Start of Block

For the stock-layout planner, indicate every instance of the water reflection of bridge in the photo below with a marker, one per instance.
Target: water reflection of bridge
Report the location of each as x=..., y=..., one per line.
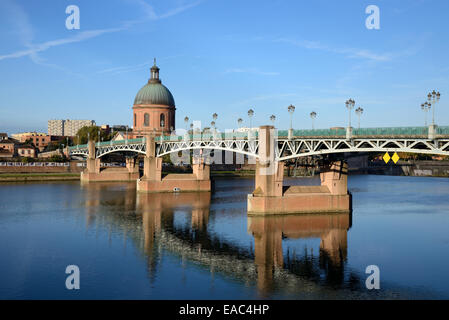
x=149, y=220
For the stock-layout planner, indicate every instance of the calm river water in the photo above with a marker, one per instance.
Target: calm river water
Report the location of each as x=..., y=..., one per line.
x=204, y=246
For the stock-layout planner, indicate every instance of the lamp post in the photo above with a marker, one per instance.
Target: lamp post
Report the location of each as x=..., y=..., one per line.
x=250, y=115
x=126, y=134
x=350, y=105
x=291, y=109
x=239, y=121
x=313, y=116
x=359, y=112
x=433, y=98
x=215, y=117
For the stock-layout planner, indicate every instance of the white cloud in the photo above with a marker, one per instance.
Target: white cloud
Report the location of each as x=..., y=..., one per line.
x=252, y=71
x=349, y=52
x=26, y=31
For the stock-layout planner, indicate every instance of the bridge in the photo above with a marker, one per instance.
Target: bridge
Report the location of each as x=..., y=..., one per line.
x=270, y=148
x=290, y=144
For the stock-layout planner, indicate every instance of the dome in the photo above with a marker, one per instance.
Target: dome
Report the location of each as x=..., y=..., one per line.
x=154, y=92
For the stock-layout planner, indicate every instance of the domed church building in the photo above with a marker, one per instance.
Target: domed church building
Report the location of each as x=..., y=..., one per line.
x=154, y=107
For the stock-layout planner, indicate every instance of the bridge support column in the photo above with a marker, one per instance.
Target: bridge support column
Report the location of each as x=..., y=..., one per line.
x=271, y=197
x=131, y=165
x=152, y=180
x=334, y=176
x=94, y=172
x=92, y=164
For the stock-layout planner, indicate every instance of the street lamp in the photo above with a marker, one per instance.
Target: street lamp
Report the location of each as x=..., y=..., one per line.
x=214, y=116
x=359, y=112
x=291, y=110
x=433, y=98
x=350, y=105
x=425, y=107
x=313, y=116
x=250, y=115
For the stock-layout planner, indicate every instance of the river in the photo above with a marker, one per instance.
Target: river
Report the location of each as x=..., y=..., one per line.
x=204, y=246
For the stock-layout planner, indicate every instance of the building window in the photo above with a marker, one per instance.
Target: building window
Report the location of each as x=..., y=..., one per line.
x=146, y=119
x=162, y=120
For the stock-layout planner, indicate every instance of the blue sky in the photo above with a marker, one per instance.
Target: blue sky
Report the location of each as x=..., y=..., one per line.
x=224, y=57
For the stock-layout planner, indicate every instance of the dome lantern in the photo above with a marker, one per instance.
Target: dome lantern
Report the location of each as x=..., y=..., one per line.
x=154, y=74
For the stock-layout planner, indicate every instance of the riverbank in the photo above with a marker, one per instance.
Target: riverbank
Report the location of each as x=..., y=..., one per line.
x=20, y=177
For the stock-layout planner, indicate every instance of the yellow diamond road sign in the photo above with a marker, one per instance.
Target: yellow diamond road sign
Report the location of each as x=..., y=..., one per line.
x=395, y=158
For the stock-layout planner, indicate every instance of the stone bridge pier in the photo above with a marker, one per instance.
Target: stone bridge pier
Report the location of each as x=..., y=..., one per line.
x=269, y=231
x=152, y=180
x=94, y=172
x=271, y=197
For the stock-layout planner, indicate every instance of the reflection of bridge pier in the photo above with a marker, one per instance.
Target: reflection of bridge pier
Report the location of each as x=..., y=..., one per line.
x=268, y=232
x=270, y=196
x=94, y=172
x=152, y=180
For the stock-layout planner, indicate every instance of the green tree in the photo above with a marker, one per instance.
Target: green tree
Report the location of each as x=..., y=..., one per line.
x=91, y=132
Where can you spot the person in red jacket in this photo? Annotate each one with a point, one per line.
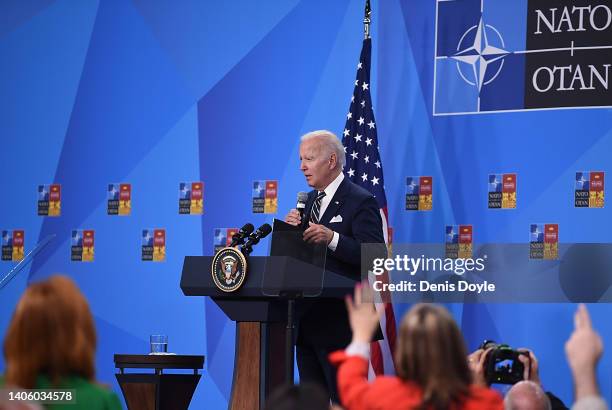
(430, 358)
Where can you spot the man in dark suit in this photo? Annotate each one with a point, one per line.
(341, 215)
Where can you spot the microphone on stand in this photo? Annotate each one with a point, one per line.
(255, 237)
(239, 237)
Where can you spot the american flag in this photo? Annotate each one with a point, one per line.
(364, 167)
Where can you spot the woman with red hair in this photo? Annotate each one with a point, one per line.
(51, 344)
(430, 358)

End of Block

EXERCISE:
Line count for the word "domed": tally the lines of the records above that hold it and give only that figure.

REPLY:
2